'''
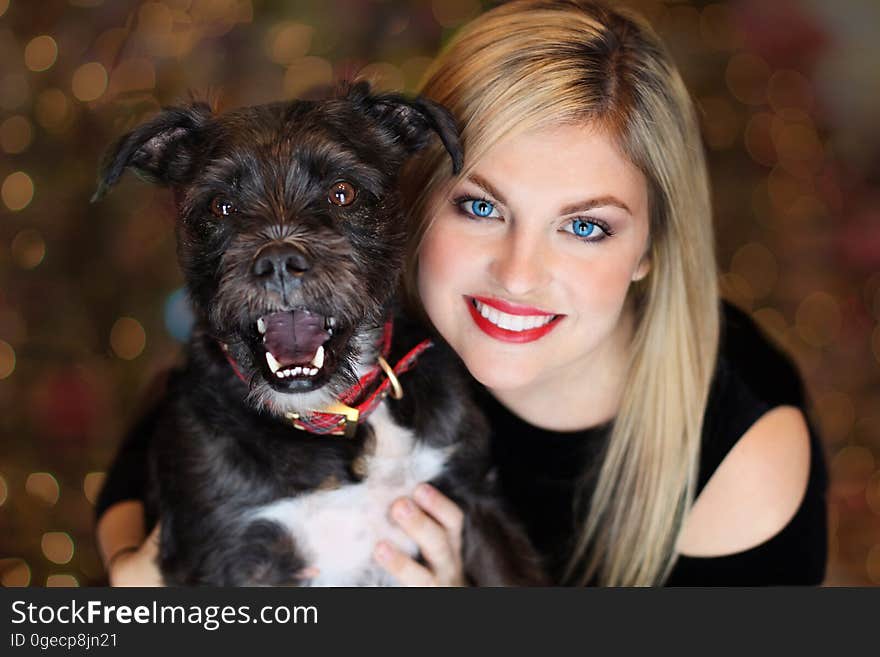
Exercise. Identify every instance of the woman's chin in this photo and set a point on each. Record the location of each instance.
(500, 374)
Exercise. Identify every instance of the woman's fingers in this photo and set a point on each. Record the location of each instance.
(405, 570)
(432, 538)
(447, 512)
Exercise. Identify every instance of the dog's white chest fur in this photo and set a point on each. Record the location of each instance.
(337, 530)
'''
Copy out each of the entries above word for word, with every line and point in the same order, and leave out the picture.

Exercise. Identify every instance of the woman's chin in this photo and set a point on each. Record the location of each instance.
(500, 374)
Exercise. Identify every instance of the woman's fingers in this photo and set a point on each. Record the location of each instance.
(405, 570)
(432, 538)
(447, 512)
Exercise. Identify every instance of the dog's white chest fur in this photo and set a point on each. Record the location of each instance.
(337, 530)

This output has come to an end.